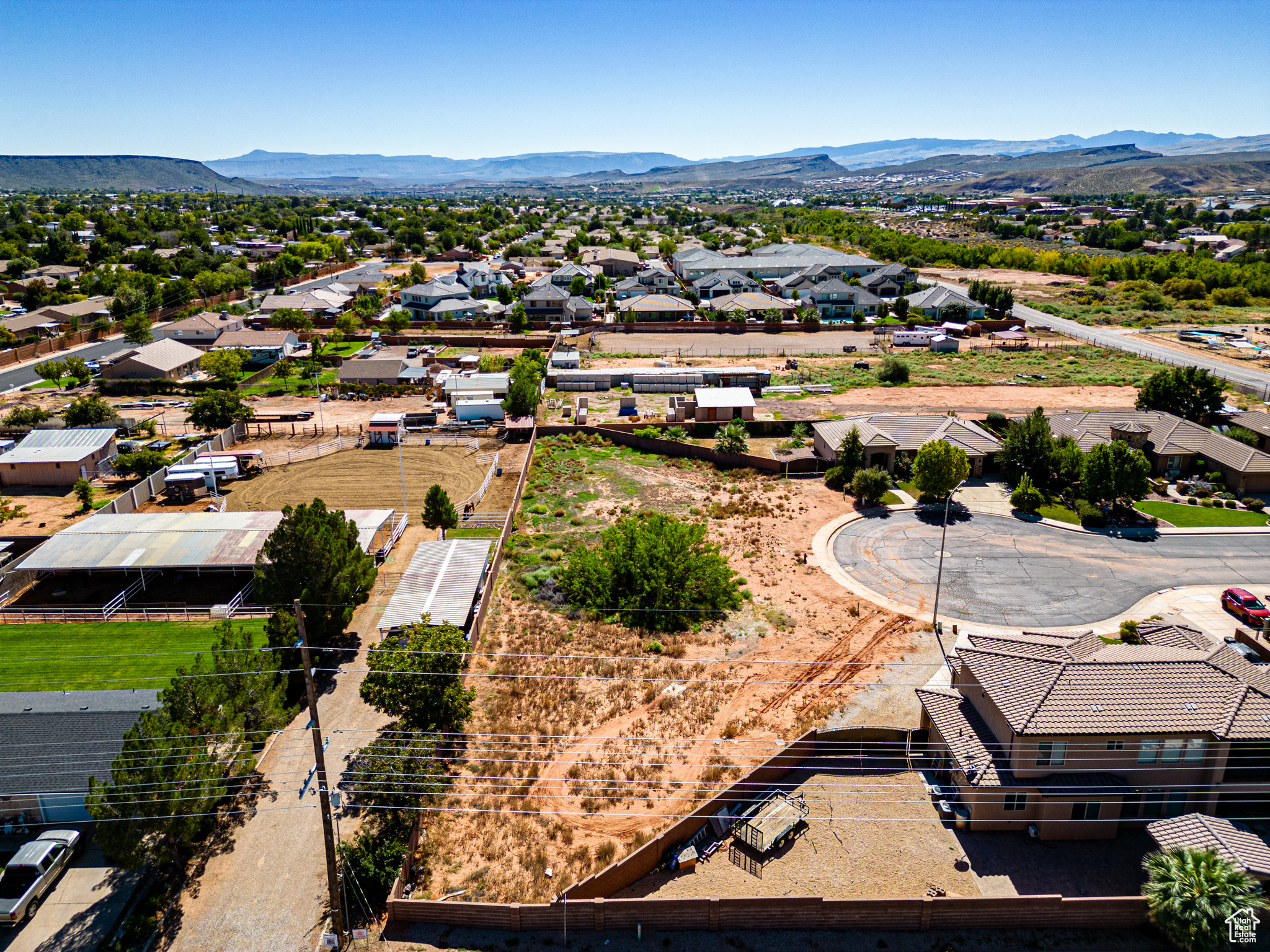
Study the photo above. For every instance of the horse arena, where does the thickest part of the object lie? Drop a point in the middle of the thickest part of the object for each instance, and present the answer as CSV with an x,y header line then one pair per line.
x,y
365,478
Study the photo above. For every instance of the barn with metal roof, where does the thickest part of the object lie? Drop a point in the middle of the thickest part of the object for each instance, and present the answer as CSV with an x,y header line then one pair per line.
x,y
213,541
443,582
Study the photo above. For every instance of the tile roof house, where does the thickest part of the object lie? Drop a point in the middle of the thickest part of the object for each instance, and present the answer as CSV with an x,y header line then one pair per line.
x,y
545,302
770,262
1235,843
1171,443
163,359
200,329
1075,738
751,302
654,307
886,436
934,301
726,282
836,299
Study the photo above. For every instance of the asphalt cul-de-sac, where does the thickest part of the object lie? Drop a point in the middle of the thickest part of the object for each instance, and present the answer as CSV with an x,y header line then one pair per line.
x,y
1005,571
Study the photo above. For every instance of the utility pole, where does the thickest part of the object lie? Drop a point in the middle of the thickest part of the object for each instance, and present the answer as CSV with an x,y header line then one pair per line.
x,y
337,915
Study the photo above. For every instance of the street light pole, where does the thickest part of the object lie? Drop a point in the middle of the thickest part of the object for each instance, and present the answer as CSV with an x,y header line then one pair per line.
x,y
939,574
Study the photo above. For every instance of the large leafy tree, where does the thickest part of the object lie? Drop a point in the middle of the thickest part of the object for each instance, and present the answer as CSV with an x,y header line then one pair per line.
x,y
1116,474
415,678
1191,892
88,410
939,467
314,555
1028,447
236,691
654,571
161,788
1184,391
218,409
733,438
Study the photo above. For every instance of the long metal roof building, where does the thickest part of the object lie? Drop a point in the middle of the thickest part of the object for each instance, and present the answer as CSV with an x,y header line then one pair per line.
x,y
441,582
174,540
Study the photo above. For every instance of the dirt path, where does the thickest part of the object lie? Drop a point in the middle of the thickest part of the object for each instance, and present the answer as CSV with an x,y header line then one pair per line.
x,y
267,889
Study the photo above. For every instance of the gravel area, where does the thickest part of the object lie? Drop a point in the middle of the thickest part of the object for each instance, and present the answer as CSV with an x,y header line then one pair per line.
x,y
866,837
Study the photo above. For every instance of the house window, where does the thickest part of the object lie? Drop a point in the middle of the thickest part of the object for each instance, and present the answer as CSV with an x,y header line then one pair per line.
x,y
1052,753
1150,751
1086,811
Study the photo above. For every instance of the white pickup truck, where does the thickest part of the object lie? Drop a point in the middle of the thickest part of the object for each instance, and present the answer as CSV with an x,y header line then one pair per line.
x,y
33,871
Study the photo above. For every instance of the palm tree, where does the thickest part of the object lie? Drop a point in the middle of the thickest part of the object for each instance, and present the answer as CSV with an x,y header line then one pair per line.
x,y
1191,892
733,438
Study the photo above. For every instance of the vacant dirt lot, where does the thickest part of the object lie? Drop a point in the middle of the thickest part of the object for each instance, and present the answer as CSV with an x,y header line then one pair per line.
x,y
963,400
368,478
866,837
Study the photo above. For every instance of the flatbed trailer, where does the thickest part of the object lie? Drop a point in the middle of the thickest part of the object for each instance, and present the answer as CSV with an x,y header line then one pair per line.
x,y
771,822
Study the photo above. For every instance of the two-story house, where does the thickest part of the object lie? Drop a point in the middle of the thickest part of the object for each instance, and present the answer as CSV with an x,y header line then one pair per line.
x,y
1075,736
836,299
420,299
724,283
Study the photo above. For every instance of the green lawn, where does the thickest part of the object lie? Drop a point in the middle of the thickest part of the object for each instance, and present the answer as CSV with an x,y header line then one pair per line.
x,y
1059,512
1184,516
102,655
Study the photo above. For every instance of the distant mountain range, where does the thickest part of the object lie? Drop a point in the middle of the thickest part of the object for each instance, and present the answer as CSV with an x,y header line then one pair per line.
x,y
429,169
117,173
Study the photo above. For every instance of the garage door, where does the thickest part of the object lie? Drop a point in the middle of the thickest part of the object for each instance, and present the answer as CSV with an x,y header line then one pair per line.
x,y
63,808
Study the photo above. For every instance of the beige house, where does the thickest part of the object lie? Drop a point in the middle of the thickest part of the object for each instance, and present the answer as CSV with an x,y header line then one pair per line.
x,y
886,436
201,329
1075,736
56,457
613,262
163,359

DIRECTION: Duplicate, character for character, the stretch of records from the line containing "Study the photo above. For every instance of the beige" through the last line of the records, both ends included.

ANSWER IN FULL:
Study the photo above. For every instance of the beige house, where does the thickest part of the object lie? Drop a point in the middle of the thickest part of the object for each instance, and present the answer as CSV with an x,y header line then one pair per line.
x,y
886,436
201,329
1075,736
56,457
613,262
163,359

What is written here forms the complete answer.